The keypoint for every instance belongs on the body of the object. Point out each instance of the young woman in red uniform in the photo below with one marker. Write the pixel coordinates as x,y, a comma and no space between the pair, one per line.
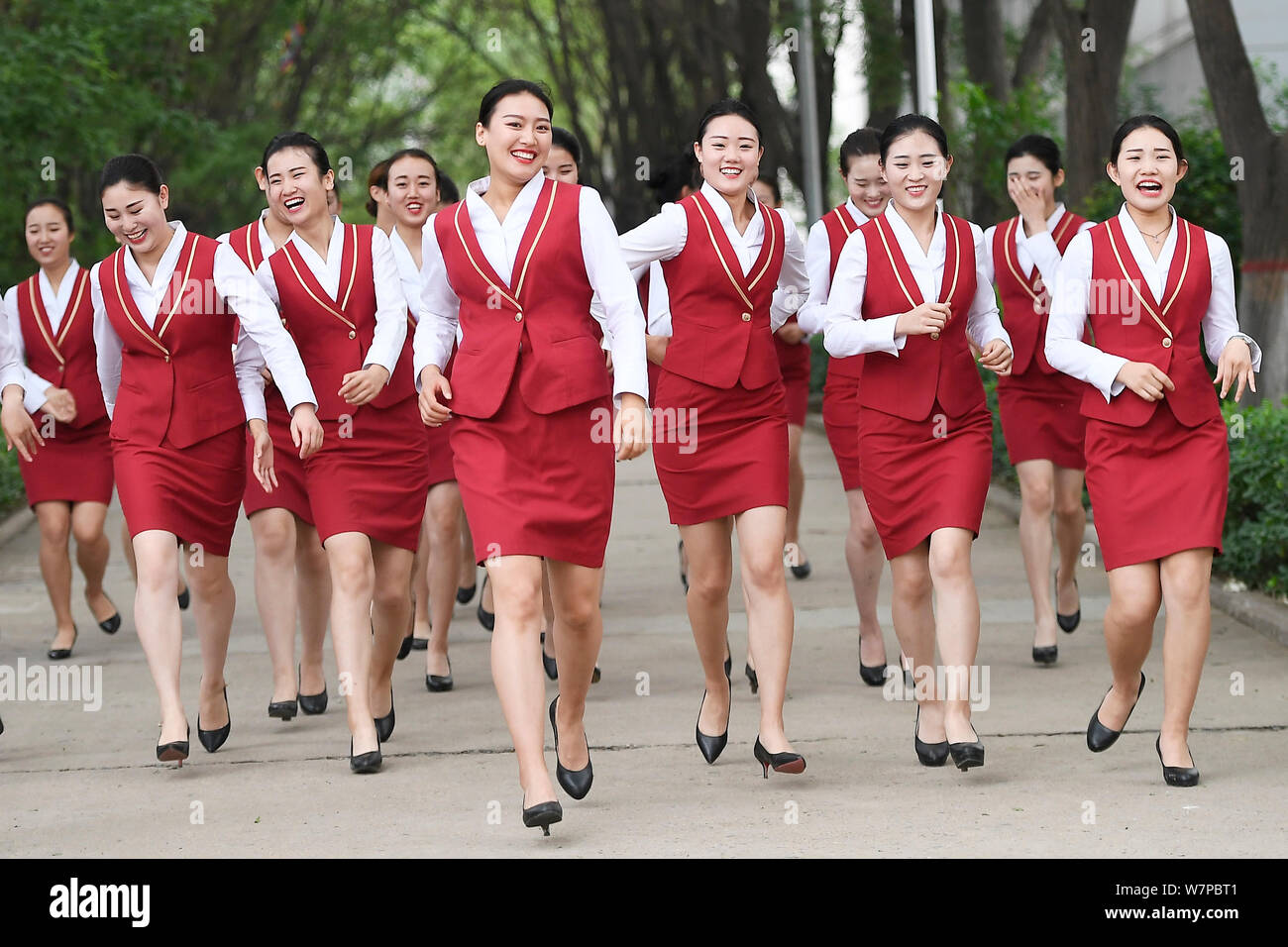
412,198
51,320
1157,291
1038,405
342,299
291,575
163,311
734,270
515,265
911,294
868,195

________________________________________

Copy each of the entries above precisely, and drop whatever pictures they hold.

**Task answer**
The keypoint for every instance belongs on the body of the object. Point out each instance of the young woman in red uniform in the photo below with one marker. Write the pixel coordinates as x,y, a comma and no space between the pair, one per line.
412,198
51,320
1157,291
1038,405
342,299
291,575
163,311
734,270
515,265
911,294
868,195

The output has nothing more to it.